___ Provided entries ___
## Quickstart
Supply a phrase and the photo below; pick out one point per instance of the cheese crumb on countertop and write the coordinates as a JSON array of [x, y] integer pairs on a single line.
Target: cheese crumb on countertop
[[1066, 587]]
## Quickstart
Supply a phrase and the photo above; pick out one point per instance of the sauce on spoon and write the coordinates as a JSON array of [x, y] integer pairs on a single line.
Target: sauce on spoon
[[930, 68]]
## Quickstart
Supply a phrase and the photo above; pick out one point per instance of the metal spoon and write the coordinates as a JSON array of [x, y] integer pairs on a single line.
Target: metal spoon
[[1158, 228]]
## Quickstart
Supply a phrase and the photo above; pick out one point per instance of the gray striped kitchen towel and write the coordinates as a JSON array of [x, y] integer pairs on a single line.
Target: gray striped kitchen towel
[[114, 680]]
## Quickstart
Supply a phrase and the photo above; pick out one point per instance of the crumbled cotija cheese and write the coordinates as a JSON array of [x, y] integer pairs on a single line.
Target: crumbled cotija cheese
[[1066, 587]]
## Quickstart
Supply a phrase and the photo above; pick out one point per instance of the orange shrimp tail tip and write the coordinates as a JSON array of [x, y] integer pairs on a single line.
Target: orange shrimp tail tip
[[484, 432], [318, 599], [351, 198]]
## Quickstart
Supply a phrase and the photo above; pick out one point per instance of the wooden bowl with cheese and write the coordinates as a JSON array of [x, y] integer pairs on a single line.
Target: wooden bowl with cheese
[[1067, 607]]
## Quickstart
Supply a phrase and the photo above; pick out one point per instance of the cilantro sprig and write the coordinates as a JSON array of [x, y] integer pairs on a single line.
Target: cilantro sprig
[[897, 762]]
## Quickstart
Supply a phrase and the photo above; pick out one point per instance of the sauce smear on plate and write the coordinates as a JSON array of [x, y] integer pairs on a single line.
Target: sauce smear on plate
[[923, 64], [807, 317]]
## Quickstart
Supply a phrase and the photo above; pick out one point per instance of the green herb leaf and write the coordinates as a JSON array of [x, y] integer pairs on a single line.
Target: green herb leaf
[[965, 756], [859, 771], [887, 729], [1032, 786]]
___
# Short task
Could you retype every one of the records above, character for character?

# Result of this exercise
## Quickstart
Supply a phrase and the photo below; pick out one point per instance of the cheese crumb on countertop and write the coordinates as a JSON array of [x, y] integer pairs on a single line.
Target: cheese crumb on countertop
[[1066, 587]]
## Quickstart
Supply a phrase and the photo above; pick out one point per instance of the sauce on spoon and write the coordinates as a JSON array of [x, y] integer pairs on a single line.
Target: sauce on spoon
[[930, 68]]
## Quickstart
Supply a phrase and the photo above; pick out one point per instance of the metal spoon and write the coordinates as a JSON array of [x, y] integer pairs on a single line.
Target: metal spoon
[[1158, 228]]
## Quickstart
Supply a phrase and the photo above; pick out one point per instance of the gray striped kitchen towel and write the coordinates as a JSON array of [x, y] integer pairs on a single line.
Target: gray striped kitchen towel
[[114, 680]]
## Quickstart
Supply a phrase and the photo above; pick out one point per instance of the crumbled cotija cheese and write the coordinates as a JSON array of [x, y] integer pairs on a single line.
Target: crumbled cotija cheese
[[1066, 587]]
## Quickstart
Supply a phrase and the photo above; pick out one point per instance of the orange shrimp tail tip and write the coordinates as a JSON array of [x, y] integer pairs on a single line.
Target: orange shrimp tail tip
[[484, 432], [318, 599], [351, 198]]
## Quickstart
Supply a phrase and the photo above; pick out one point per instance of the wooden bowl with cheese and write the coordinates as a JSON array of [x, y] integer pairs on a single line.
Target: wooden bowl with cheese
[[1067, 607]]
## Quickstart
Supply a phrase and the photo above; pick out one point per instance of the cilantro sprig and write the coordinates as a JSON array of [x, y] integer pairs on a single line.
Target: cilantro sprig
[[897, 762]]
## Quickstart
Supply a phrase and the photo above; pick out one point per instance of the sauce smear on plate and write the coordinates as a JSON array of [x, y] integer pairs on a single line.
Target: sauce smear on plate
[[923, 64], [807, 317]]
## Quickstart
Supply a phrase and the photo above; pick out one point per instance of the green herb leaf and write the coordinates as a JSON array of [x, y] integer pairs on a single line.
Target: green herb leaf
[[965, 756], [859, 771], [887, 729], [1032, 786]]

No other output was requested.